• **Texto seleccionado**

----------------------------------------

El Apóstol no mira lo práctico o lo individual: no habría problema porque para los creyentes no significa nada. Pero se fija, desde la caridad, en el escándalo que eso podría provocar entre los más pequeños o en quienes deseen crear polémica.
El bien común está por encima del bien personal. Pablo, con esta decisión, invita a los cristianos de Corinto a subordinar las propias opciones o decisiones en beneficio de la comunidad. Se trata de salir del propio aislamiento individualista para construir juntos una comunidad más fuerte y creíble.
Y la frase con la que acaba el texto, “sed imitadores míos como yo lo soy de Cristo” (11,1), es reflejo del espíritu misionero y comunitario que ha orientado su entrega. A nosotros siempre se nos llama a imitar al Maestro, el modelo que nos saca de nuestra “autorreferencialidad” y nos empuja a construir Iglesia en camino y misión, en dinámica de crecimiento e integración.

----------------------------------------

• **Filas mostradas**
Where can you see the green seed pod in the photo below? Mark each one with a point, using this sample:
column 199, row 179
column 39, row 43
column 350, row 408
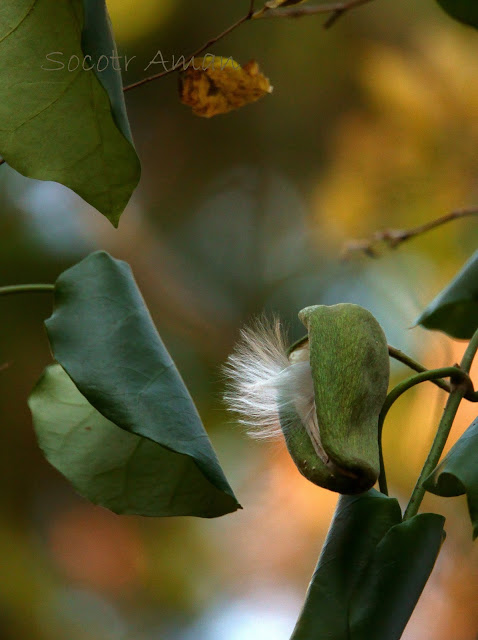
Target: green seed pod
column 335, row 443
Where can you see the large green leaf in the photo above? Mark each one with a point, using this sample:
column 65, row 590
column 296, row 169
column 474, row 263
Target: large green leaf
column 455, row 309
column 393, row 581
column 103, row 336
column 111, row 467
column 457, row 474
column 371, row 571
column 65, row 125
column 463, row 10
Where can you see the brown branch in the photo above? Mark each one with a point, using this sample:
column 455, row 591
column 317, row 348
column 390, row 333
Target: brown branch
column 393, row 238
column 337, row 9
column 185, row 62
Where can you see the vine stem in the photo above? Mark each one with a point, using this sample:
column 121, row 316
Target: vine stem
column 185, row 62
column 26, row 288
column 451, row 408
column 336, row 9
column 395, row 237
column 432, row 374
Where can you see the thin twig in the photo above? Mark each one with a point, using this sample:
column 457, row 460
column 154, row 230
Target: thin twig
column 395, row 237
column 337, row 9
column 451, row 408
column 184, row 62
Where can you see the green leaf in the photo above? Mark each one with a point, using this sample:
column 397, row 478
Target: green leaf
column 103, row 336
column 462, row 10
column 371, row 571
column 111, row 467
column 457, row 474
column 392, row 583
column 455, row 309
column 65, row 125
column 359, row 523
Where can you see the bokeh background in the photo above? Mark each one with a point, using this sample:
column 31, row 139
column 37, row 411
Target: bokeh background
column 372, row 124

----------------------------------------

• **Aplica lo leído**
1) Di si cada afirmación concuerda con el texto seleccionado. Responde sí o no y cita las palabras exactas que lo deciden.
(a) El Apóstol se fija en lo práctico o lo individual.
(b) El bien común está por encima del bien personal.
(c) Pablo invita a los cristianos de Corinto a anteponer sus propias decisiones a la comunidad.
2) Según el texto seleccionado, ¿a quiénes invita Pablo a subordinar sus propias opciones o decisiones?
3) Explica, con lo que dice el texto seleccionado, por qué el Apóstol tiene en cuenta algo que para los creyentes no significa nada.

• **Ejercicio resuelto**
1)
(a) No: "El Apóstol no mira lo práctico o lo individual".
(b) Sí: "El bien común está por encima del bien personal."
(c) No: "invita a los cristianos de Corinto a subordinar las propias opciones o decisiones en beneficio de la comunidad".

2) A los cristianos de Corinto.

3) Lo hace desde la caridad. Le preocupa el escándalo que eso podría provocar entre los más pequeños o en quienes deseen crear polémica.